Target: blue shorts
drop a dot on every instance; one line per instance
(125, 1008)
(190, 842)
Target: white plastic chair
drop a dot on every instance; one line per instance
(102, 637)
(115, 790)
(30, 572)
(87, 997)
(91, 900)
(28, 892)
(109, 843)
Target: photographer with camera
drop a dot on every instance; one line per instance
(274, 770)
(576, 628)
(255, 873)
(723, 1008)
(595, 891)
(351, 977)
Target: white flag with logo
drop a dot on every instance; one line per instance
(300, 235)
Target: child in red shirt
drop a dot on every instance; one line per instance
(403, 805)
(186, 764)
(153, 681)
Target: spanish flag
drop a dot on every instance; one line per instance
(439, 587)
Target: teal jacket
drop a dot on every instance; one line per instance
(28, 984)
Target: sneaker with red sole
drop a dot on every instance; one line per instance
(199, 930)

* * *

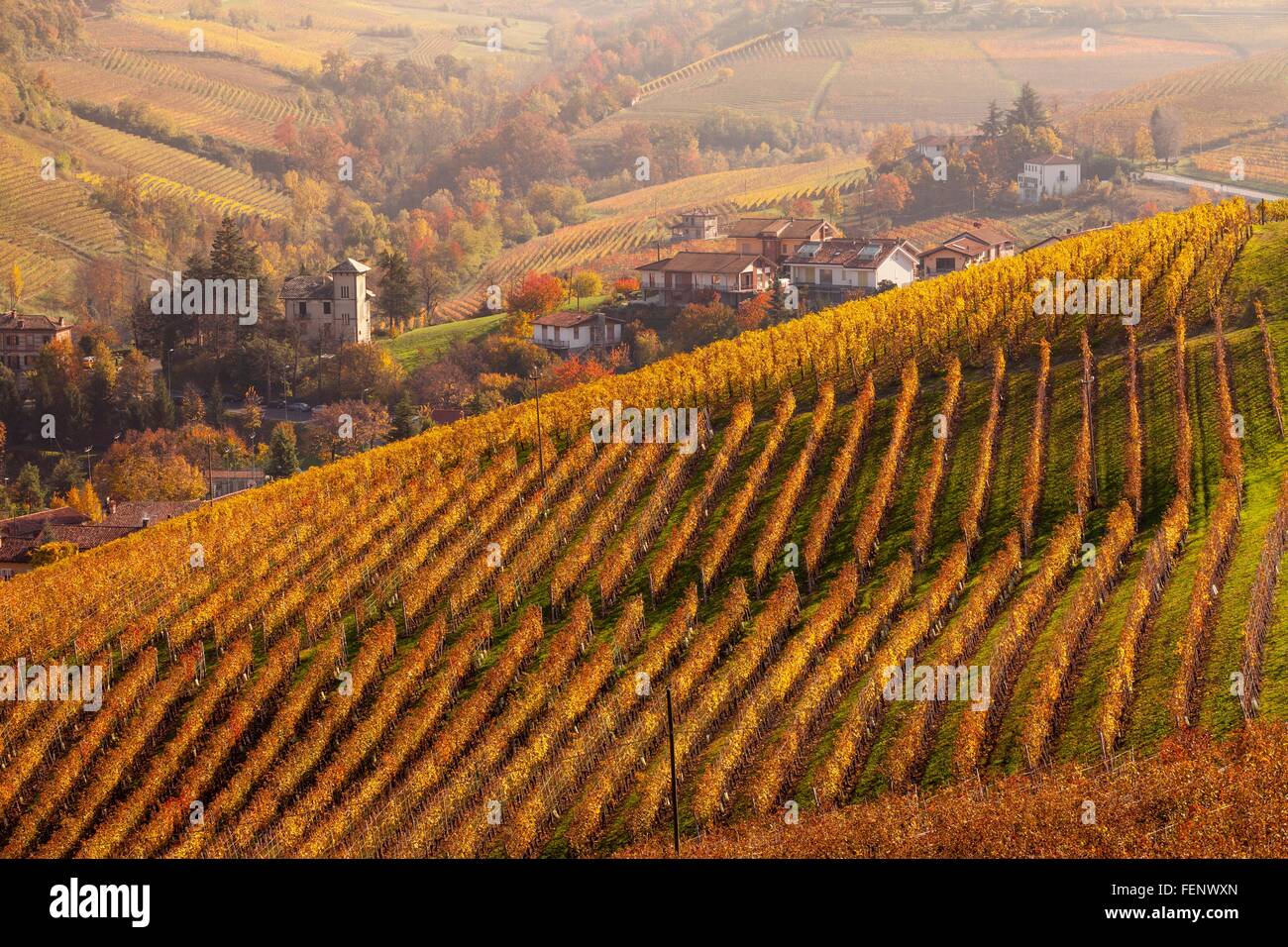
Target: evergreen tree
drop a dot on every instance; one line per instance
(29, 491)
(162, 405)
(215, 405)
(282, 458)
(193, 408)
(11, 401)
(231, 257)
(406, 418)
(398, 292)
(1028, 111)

---

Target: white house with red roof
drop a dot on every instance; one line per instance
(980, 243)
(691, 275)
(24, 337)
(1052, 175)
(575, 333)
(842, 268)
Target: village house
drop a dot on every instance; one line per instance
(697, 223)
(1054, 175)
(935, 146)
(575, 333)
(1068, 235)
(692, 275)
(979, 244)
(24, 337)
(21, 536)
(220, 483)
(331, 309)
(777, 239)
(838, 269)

» Description of the task: Where a line in the records above contains the string "Target", return that line.

» Task result:
Target: blue shorts
Target: white plastic chair
Target: photographer with camera
Target: white flag with logo
Target: child in red shirt
Target: spanish flag
Target: teal jacket
Target: sneaker with red sole
Target: evergreen tree
Target: white house with red roof
Target: village house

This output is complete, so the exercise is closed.